Gather every line of the data below that contains the word "task", and copy each of those lines unchanged.

◆ **RECORDED INFORMATION**:
-------------------------
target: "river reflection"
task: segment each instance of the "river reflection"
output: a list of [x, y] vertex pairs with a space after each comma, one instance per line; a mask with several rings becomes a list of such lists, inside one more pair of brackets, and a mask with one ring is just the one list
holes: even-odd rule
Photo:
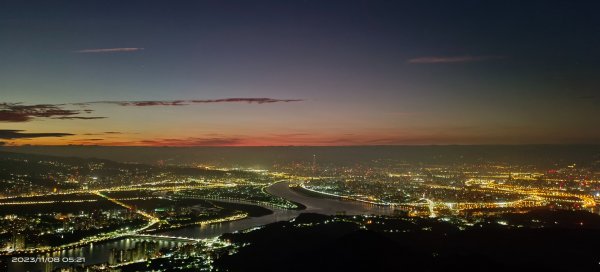
[[[393, 209], [381, 207], [371, 204], [366, 204], [356, 201], [337, 200], [329, 198], [317, 198], [304, 194], [300, 194], [289, 188], [289, 182], [279, 182], [267, 188], [270, 194], [283, 197], [290, 201], [301, 203], [306, 206], [302, 211], [278, 210], [275, 209], [273, 214], [261, 217], [250, 217], [233, 222], [224, 222], [211, 225], [195, 225], [182, 229], [169, 230], [158, 233], [159, 235], [189, 237], [189, 238], [210, 238], [219, 236], [223, 233], [230, 233], [244, 229], [254, 228], [278, 221], [287, 221], [300, 215], [301, 213], [311, 212], [326, 215], [335, 215], [344, 213], [348, 215], [358, 214], [391, 214]], [[269, 208], [273, 210], [272, 208]], [[108, 261], [108, 256], [112, 248], [129, 249], [135, 247], [136, 241], [141, 241], [137, 238], [126, 238], [111, 242], [102, 242], [85, 247], [57, 251], [48, 256], [57, 257], [85, 257], [85, 264], [97, 264]], [[157, 240], [161, 248], [171, 248], [183, 242]], [[57, 263], [53, 268], [69, 266], [68, 263]], [[11, 263], [9, 271], [49, 271], [50, 267], [43, 264], [22, 264]]]

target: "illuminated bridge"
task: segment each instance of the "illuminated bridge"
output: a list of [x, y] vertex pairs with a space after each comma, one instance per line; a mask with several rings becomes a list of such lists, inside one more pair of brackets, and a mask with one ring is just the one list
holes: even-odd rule
[[173, 240], [173, 241], [185, 241], [185, 242], [200, 242], [201, 239], [195, 239], [190, 237], [179, 237], [179, 236], [168, 236], [168, 235], [153, 235], [153, 234], [132, 234], [128, 237], [131, 238], [146, 238], [146, 239], [160, 239], [160, 240]]

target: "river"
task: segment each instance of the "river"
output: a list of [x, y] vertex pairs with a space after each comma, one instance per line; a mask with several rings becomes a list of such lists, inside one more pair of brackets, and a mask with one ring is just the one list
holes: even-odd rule
[[[168, 230], [158, 233], [159, 235], [177, 236], [177, 237], [189, 237], [189, 238], [210, 238], [219, 236], [223, 233], [230, 233], [240, 231], [244, 229], [254, 228], [263, 226], [266, 224], [290, 220], [301, 213], [320, 213], [325, 215], [334, 215], [344, 213], [348, 215], [358, 214], [391, 214], [393, 211], [390, 208], [366, 204], [357, 201], [349, 200], [338, 200], [331, 198], [318, 198], [311, 197], [308, 195], [300, 194], [289, 188], [290, 182], [278, 182], [267, 188], [267, 192], [272, 195], [283, 197], [293, 202], [300, 203], [306, 206], [305, 210], [281, 210], [273, 209], [272, 207], [266, 207], [273, 210], [272, 214], [264, 215], [260, 217], [249, 217], [242, 220], [210, 224], [210, 225], [194, 225], [186, 228]], [[113, 248], [117, 249], [129, 249], [133, 248], [136, 241], [140, 241], [138, 238], [124, 238], [115, 241], [101, 242], [84, 247], [62, 250], [53, 252], [47, 256], [54, 257], [85, 257], [85, 264], [96, 264], [104, 263], [108, 261], [110, 250]], [[176, 241], [165, 241], [157, 240], [159, 246], [162, 248], [174, 247], [178, 244], [185, 242]], [[56, 263], [56, 264], [32, 264], [32, 263], [9, 263], [9, 271], [49, 271], [49, 268], [65, 267], [69, 266], [68, 263]]]

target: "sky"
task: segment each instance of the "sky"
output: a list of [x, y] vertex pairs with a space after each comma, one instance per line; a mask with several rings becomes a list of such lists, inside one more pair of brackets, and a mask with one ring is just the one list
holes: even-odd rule
[[600, 144], [598, 1], [0, 3], [0, 145]]

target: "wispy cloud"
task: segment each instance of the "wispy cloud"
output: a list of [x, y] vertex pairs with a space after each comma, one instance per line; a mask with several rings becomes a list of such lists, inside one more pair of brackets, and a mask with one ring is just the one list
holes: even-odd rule
[[144, 50], [142, 47], [118, 47], [118, 48], [93, 48], [93, 49], [81, 49], [75, 52], [77, 53], [116, 53], [116, 52], [135, 52]]
[[139, 144], [147, 146], [234, 146], [244, 142], [240, 138], [209, 137], [209, 138], [183, 138], [183, 139], [156, 139], [143, 140]]
[[0, 139], [26, 139], [26, 138], [41, 138], [41, 137], [65, 137], [75, 134], [71, 133], [25, 133], [23, 130], [15, 129], [0, 129]]
[[28, 122], [35, 118], [51, 119], [102, 119], [99, 116], [79, 116], [90, 113], [89, 109], [67, 109], [65, 104], [0, 103], [0, 122]]
[[114, 104], [119, 106], [187, 106], [191, 104], [207, 103], [255, 103], [269, 104], [279, 102], [300, 102], [302, 99], [275, 99], [275, 98], [221, 98], [221, 99], [188, 99], [188, 100], [149, 100], [149, 101], [94, 101], [83, 104]]
[[504, 56], [429, 56], [409, 59], [408, 63], [461, 63], [504, 59]]

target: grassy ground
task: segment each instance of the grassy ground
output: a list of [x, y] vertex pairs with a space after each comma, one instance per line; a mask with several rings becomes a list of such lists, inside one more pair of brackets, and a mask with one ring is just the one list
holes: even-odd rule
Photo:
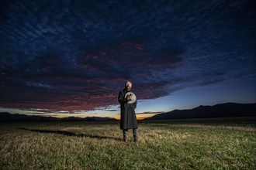
[[0, 168], [256, 169], [253, 120], [140, 122], [137, 143], [119, 122], [2, 123]]

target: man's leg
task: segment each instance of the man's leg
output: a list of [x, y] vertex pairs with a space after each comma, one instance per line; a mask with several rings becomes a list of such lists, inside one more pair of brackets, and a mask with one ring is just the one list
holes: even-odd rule
[[123, 129], [123, 141], [128, 141], [128, 129]]
[[139, 131], [138, 129], [133, 129], [133, 141], [139, 141]]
-------------------------
◆ **OUTPUT BELOW**:
task: segment each instance of the "river reflection"
task: segment each instance of the "illuminated bridge"
task: segment each instance of the "river"
task: segment each instance of the "sky"
task: segment each instance of the "wispy cloud"
task: segment each instance of the grassy ground
task: segment each instance of the man's leg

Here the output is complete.